*** ESTRATTO DEL TESTO ***

Eroismo e crimine: la tragedia del gobbo del Quarticciolo

Una vita breve e controversa, piena di delitti ma anche di coraggio e grande generosità. La storia di Giuseppe Albano, il leader calabrese più famoso della Resistenza, e della sua morte misteriosa

Condividi

Recenti

Roma, 16 gennaio 1945. La Capitale non è più in mano tedesca da circa sei mesi.
Ora la occupano le truppe inglesi e americane. E quel che resta dello Stato italiano fa il possibile per recuperare una parvenza di vita civile tra le macerie.
Al civico 12 di via Fornovo, nel quartiere Prati, c’è un uomo in fuga. O meglio, un ragazzo: Giuseppe Albano, che ha quasi diciannove anni, molti dei quali trascorsi tra la piccola delinquenza e la Resistenza clandestina.

L’appuntamento fatale di Giuseppe Albano

Albano si nasconde dalle forze dell’ordine e dalle truppe Alleate, che lo cercano per l’uccisione del caporale britannico Tom Linson. Ha un appuntamento con Umberto Salvarezza detto er Guercio, il segretario di Unione proletaria, una formazione di ultrasinstra.
Il ragazzo aspetta Salvarezza, ma invano. Quindi se ne va. O meglio, ci prova. Poco dopo, lo trovano steso davanti al palazzo dove avrebbe dovuto incontrare il “compagno” Salvarezza con un proiettile conficcato nella nuca.

*** RECORD DI DATI ***

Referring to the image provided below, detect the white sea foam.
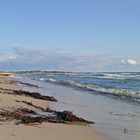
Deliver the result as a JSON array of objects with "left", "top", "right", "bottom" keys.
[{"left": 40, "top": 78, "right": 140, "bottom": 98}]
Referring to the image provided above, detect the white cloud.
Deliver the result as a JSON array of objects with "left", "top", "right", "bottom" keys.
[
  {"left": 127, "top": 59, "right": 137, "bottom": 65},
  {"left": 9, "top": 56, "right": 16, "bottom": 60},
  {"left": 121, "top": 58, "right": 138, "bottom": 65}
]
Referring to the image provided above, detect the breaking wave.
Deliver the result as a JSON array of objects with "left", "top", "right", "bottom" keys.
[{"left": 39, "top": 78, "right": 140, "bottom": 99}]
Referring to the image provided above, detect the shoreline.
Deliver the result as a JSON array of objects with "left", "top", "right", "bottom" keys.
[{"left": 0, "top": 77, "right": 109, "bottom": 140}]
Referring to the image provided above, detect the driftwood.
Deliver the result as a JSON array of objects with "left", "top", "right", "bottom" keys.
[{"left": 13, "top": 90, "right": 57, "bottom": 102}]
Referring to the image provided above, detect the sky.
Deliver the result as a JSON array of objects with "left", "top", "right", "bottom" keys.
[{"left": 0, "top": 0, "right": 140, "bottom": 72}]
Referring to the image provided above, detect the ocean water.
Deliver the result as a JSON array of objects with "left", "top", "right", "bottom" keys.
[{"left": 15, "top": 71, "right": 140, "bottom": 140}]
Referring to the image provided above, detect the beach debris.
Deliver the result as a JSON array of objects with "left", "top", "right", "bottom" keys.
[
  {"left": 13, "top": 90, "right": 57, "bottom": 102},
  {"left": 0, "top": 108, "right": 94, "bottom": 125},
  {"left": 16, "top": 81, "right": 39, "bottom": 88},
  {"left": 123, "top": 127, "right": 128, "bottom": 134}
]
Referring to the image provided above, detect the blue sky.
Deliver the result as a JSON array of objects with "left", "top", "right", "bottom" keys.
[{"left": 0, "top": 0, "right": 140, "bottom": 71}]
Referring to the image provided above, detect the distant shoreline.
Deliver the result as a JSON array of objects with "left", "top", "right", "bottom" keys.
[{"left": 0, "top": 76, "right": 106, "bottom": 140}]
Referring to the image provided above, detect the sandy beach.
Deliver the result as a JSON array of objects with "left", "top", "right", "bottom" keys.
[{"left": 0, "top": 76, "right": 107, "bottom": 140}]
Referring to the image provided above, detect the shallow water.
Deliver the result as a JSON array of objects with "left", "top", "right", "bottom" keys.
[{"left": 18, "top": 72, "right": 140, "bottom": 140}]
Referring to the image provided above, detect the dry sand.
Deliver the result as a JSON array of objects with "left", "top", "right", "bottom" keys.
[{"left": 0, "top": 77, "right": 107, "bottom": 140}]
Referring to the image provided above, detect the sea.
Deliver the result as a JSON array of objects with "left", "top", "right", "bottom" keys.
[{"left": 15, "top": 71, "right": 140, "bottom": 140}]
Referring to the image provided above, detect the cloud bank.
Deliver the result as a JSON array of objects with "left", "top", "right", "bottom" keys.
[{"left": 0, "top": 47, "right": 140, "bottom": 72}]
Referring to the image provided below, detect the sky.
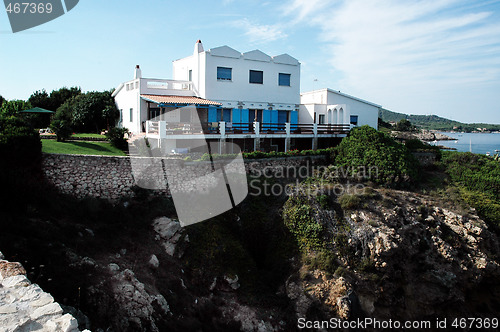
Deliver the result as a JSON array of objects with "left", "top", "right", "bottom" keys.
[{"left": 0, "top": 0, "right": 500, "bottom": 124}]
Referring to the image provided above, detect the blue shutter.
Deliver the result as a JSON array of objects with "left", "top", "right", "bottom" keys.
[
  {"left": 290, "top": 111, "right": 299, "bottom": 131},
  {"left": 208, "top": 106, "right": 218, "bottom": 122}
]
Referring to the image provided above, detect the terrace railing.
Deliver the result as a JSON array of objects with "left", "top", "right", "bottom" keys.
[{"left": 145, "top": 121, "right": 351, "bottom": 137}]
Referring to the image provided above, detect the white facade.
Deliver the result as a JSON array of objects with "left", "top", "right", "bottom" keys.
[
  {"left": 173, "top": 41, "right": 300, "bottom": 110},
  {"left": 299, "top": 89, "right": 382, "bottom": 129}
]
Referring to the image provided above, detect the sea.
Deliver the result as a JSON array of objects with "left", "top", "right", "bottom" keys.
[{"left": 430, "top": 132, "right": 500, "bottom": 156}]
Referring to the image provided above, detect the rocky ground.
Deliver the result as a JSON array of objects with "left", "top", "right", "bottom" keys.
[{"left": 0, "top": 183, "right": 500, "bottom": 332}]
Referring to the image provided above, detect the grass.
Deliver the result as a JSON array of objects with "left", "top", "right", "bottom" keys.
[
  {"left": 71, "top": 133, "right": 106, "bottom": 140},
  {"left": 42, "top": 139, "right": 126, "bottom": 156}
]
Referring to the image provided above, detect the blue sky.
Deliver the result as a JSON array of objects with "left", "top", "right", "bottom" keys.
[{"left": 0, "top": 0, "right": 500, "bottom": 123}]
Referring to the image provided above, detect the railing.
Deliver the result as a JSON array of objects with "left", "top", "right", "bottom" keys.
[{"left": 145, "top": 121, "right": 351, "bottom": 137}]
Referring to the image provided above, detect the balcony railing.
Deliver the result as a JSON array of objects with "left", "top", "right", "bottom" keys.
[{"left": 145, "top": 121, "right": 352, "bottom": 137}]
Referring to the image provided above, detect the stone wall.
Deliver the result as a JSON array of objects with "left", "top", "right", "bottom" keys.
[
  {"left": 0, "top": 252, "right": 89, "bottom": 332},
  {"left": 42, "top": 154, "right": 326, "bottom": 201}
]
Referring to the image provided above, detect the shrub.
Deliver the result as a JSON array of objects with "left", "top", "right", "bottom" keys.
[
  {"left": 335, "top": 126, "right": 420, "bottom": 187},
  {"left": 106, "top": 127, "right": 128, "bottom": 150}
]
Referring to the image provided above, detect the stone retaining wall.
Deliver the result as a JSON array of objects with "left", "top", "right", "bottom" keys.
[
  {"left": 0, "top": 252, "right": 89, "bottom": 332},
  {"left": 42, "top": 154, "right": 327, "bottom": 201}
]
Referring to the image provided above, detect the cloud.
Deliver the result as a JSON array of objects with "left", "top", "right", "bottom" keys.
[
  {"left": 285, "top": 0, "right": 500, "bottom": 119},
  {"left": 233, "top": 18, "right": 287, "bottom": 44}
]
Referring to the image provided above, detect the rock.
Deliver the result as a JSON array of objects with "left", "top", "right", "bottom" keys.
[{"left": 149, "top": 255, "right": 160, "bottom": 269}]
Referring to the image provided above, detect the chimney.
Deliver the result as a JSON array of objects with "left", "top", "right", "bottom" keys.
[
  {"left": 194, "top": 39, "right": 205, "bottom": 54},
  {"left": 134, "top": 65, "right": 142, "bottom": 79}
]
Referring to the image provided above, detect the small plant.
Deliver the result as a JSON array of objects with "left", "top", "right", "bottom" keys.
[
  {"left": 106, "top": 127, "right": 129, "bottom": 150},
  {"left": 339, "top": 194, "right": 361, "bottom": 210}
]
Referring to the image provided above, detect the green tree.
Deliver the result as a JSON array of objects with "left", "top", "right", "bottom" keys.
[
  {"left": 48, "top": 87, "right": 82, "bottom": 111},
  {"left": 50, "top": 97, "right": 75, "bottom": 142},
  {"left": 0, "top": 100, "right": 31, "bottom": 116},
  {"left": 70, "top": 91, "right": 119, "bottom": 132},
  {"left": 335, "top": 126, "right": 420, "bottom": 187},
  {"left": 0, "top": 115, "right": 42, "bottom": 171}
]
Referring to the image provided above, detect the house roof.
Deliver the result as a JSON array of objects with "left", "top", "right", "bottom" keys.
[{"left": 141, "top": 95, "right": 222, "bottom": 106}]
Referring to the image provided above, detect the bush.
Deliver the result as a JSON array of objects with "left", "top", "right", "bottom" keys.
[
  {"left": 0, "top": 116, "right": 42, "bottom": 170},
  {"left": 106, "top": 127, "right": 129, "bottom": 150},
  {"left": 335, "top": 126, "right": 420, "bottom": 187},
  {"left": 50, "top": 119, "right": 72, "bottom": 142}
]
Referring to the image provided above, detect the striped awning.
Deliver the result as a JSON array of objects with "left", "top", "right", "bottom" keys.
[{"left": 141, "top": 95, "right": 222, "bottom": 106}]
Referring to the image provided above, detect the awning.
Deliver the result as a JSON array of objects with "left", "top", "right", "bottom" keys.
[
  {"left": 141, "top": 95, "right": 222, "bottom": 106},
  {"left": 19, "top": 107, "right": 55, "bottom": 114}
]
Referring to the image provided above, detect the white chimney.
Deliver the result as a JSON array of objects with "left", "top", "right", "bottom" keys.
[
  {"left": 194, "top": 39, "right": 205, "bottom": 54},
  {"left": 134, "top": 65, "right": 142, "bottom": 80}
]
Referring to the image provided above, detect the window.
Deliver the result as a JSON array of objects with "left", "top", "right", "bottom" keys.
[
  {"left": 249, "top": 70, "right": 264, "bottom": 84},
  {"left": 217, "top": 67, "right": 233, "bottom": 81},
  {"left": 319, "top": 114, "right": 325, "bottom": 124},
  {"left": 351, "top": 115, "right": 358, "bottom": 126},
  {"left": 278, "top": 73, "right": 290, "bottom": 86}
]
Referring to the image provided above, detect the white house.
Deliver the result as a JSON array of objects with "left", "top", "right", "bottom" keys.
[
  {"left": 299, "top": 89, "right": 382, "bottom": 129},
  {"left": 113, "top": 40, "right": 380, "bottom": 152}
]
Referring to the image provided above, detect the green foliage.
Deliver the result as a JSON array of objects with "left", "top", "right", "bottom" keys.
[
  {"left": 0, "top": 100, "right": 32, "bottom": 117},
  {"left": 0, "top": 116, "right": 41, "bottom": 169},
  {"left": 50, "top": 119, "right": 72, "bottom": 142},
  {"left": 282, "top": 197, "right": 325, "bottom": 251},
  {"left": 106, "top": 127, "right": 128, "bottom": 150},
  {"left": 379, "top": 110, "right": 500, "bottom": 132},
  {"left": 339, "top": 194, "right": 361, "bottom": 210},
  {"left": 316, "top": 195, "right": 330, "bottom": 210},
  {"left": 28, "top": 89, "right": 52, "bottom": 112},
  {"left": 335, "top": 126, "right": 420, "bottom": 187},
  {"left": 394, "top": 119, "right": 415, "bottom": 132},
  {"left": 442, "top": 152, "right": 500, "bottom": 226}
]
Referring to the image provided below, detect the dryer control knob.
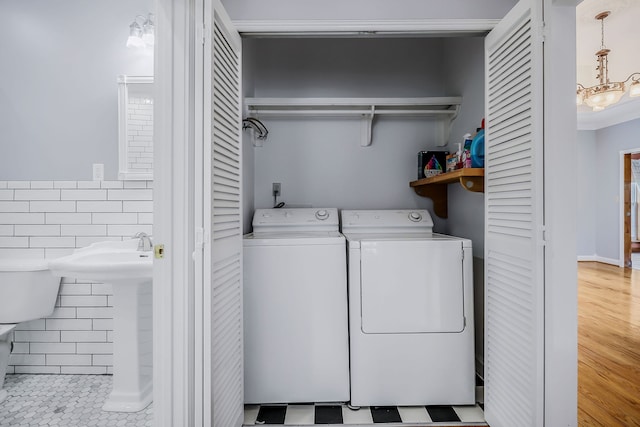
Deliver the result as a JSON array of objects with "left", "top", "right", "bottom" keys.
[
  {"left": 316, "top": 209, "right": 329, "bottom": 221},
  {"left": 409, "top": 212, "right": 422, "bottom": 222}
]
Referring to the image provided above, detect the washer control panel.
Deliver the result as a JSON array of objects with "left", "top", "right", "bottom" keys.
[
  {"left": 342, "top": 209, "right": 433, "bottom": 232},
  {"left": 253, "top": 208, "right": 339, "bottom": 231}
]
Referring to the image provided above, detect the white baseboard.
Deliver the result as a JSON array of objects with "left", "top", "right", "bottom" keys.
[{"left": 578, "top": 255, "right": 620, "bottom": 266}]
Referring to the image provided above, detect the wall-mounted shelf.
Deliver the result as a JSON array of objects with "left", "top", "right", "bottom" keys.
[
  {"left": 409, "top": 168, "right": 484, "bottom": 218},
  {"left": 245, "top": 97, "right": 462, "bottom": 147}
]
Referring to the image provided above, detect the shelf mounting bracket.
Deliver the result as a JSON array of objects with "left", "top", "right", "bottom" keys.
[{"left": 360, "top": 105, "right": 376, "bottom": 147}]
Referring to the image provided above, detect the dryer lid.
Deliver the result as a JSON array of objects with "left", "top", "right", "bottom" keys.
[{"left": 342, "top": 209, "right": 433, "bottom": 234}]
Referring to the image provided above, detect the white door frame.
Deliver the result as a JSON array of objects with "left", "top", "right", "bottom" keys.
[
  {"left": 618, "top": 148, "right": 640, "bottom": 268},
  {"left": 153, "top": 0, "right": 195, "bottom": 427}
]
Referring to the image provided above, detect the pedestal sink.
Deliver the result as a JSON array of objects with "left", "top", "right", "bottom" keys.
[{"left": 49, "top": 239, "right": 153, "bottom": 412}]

***

### ISTRUZIONI
1/ Nel testo sul gobbo del Quarticciolo, a quale indirizzo si trova Giuseppe Albano mentre è in fuga?
2/ Le seguenti affermazioni concordano con il testo sul gobbo del Quarticciolo? Per ciascuna rispondi sì o no e cita le parole del testo che lo stabiliscono: (a) Albano aveva già compiuto vent'anni; (b) Umberto Salvarezza era chiamato er Guercio; (c) Roma era occupata da truppe inglesi e americane.
3/ Trascrivi dal testo sul gobbo del Quarticciolo il passo che comincia con "Albano si nasconde" e prosegue fino a "conficcato nella nuca.".
I record non servono a nulla in questo lavoro.

### RISPOSTE PUNTO PER PUNTO
1/ Al civico 12 di via Fornovo, nel quartiere Prati.

2/
(a) No: «ha quasi diciannove anni».
(b) Sì: «Umberto Salvarezza detto er Guercio».
(c) Sì: «Ora la occupano le truppe inglesi e americane».

3/
Albano si nasconde dalle forze dell’ordine e dalle truppe Alleate, che lo cercano per l’uccisione del caporale britannico Tom Linson. Ha un appuntamento con Umberto Salvarezza detto er Guercio, il segretario di Unione proletaria, una formazione di ultrasinstra.
Il ragazzo aspetta Salvarezza, ma invano. Quindi se ne va. O meglio, ci prova. Poco dopo, lo trovano steso davanti al palazzo dove avrebbe dovuto incontrare il “compagno” Salvarezza con un proiettile conficcato nella nuca.